Written request a: Extract every line of the entries below that contains the word "white".

Document extract:
⟨
I sometimes wonder if children don't really gain peripheral vision until they're grown. Or if they have some special kind of kid blinders that prevent them from seeing things beyond the six inches in front of them. I wonder this because my children don't seem to be able to see certain things. I've had their vision tested so I know they're actually able to see properly. They just can't see certain things like the dirty clothes they just walked over on the floor. They can't see the book that they're supposed to return to the school library or the guinea pig food that they're supposed to put in the bowl or the coat hook where they are supposed to hang their coat. They can't find the sink when they need a place to spit their toothpaste. They can't find the small pieces of a toy they dropped (but my foot seems to find it!) or the healthy snacks lining the pantry and the fridge. Besides the eye exam, I know they can see because they have absolutely no problem finding the remote to the TV even if it's jammed between couch cushions. They can find the chips in the pantry and anything in the fridge that has an ounce of chocolate or sugar in it. They can't find a pencil to do their homework, but they can sure find a marker to color their fingernails. They can't find clean socks or warm mittens, but they can find a bathing suit and beg to wear it outside in January. I guess, like any of the other senses, their sight is selective. They see what they want to see. Like men, they don't usually find things that are right in front of their faces. Beyond a cursory glance, kids won't make much of an effort to actually look for something. They will walk aimlessly around the house (or lay on the couch) saying "Mom, have you seen my ......" That's kid speak for "Mom, I'm too lazy to get up so could you get my .... for me?" Open your eyes children!
⟩
Records shown:
⟨
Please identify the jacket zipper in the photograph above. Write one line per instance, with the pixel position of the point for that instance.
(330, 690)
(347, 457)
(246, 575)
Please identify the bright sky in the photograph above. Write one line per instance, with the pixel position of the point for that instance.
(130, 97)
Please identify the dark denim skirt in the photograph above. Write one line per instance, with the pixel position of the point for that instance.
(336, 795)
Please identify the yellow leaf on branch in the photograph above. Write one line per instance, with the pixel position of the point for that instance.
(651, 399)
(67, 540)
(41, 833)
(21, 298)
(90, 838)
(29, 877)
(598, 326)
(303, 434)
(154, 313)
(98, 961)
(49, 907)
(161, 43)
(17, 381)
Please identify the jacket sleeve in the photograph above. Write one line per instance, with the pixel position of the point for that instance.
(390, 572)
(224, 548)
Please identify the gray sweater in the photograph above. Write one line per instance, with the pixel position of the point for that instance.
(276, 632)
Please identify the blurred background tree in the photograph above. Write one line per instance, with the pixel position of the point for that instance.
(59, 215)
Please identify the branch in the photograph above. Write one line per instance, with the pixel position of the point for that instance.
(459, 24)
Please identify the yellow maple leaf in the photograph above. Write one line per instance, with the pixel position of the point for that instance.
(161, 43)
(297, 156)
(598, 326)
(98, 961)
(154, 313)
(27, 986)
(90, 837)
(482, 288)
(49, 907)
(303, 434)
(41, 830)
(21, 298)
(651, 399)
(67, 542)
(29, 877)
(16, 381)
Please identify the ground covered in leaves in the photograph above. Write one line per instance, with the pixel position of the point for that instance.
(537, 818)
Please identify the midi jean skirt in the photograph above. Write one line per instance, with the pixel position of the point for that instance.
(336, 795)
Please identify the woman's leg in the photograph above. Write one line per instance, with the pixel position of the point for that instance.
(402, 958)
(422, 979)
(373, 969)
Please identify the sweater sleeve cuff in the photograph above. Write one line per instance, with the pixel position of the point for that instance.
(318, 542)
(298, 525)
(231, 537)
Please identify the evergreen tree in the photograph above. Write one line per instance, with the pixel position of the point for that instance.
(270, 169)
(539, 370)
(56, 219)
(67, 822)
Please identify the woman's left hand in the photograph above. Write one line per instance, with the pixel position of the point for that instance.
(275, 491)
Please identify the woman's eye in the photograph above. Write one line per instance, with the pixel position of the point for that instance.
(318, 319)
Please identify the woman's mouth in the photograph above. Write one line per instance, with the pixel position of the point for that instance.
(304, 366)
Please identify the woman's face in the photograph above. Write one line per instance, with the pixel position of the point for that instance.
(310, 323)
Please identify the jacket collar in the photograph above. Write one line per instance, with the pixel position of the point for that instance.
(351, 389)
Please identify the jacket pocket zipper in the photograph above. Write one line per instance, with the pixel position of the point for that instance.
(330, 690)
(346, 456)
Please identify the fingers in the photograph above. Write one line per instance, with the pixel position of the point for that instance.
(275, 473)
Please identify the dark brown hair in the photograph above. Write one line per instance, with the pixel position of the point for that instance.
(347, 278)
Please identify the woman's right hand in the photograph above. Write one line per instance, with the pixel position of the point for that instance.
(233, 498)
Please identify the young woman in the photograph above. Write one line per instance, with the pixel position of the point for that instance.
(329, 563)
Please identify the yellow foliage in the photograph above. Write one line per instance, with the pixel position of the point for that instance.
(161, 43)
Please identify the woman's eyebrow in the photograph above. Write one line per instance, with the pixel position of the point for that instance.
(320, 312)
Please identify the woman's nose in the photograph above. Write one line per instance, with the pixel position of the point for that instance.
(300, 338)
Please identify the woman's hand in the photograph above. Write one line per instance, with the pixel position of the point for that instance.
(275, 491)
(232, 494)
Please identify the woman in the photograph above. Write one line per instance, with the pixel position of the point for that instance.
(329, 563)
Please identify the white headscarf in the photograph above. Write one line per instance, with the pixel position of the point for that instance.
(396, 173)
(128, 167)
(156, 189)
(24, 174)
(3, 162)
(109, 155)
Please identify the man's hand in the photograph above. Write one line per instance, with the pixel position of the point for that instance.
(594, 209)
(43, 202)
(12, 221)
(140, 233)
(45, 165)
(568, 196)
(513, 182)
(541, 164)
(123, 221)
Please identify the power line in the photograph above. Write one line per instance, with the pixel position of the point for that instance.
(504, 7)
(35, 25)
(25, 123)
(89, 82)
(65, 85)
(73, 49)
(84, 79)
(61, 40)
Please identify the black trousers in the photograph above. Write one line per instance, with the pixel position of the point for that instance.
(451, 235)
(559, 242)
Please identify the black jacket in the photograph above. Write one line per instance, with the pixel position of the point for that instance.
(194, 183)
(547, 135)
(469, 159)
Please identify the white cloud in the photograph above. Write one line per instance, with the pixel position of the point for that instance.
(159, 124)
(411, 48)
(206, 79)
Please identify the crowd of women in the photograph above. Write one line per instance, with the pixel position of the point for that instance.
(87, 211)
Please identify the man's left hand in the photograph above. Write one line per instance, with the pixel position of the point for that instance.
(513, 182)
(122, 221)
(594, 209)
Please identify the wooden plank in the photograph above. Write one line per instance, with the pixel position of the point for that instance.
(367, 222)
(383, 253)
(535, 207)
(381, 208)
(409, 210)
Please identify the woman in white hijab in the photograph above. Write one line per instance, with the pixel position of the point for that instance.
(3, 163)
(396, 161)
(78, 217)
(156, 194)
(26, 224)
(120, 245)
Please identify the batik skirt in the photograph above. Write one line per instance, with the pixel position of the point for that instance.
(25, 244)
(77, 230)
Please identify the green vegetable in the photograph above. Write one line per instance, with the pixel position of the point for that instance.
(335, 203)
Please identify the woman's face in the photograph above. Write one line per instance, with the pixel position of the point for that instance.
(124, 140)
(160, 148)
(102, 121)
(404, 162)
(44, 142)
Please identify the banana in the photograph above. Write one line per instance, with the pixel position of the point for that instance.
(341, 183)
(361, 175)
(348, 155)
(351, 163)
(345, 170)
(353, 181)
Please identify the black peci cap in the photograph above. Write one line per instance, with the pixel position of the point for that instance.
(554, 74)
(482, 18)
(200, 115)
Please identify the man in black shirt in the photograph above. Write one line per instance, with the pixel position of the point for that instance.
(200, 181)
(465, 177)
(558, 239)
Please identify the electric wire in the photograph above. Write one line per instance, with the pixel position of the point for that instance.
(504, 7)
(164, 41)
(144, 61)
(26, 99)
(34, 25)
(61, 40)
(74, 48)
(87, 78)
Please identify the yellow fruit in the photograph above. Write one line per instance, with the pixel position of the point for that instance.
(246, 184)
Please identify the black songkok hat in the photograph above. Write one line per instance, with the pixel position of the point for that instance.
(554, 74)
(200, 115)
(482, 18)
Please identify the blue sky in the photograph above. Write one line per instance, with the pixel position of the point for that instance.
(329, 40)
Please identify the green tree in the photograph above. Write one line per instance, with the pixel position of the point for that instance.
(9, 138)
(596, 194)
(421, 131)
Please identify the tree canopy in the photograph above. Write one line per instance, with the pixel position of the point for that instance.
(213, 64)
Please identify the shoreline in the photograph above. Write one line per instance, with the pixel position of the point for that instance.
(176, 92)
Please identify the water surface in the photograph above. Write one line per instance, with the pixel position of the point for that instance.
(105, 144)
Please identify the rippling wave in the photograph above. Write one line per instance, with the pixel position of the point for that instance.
⟩
Written request b: In the piece on children's selective sight, what do the children find with no trouble even when it's jammed between couch cushions?

Complete output a:
Please identify the white headscarf in the photograph above. Write one line per instance, with the pixel position of the point for that instance.
Please identify the white cloud in the photograph above. Write one line per instance, with the pixel position of the point for that instance.
Please identify the woman in white hijab in the photograph above. Write one line per instance, with the pixel position of the point for that instance.

Complete output b: The remote to the TV.